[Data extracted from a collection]
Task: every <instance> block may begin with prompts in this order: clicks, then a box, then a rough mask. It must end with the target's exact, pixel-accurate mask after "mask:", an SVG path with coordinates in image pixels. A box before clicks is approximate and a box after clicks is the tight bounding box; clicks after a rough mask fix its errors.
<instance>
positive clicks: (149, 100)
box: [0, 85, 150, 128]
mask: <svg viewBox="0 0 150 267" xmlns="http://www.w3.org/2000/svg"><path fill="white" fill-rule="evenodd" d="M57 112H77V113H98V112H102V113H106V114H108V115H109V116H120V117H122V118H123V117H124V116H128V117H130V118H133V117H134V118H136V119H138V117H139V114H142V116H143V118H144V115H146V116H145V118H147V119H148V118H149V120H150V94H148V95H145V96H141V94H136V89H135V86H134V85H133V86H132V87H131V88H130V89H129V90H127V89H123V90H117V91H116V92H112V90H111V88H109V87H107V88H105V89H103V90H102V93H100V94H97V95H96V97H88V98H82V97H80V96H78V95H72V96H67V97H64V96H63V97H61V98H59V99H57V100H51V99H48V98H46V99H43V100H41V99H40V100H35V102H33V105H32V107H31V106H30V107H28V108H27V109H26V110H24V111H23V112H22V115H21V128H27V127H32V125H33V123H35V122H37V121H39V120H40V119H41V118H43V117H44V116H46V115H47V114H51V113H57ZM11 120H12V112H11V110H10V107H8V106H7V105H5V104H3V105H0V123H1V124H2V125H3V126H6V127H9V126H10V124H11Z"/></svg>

• PROBLEM: Go through the records above. Copy each line in which the string "instance" appears.

• OUTPUT:
Task: every <instance> block may begin with prompts in this order: clicks, then a box, then a rough mask. It must end with the target's exact, pixel-accurate mask after "mask:", an SVG path with coordinates in image pixels. A box before clicks is approximate and a box after clicks is the tight bounding box; clicks after a rough mask fix its errors.
<instance>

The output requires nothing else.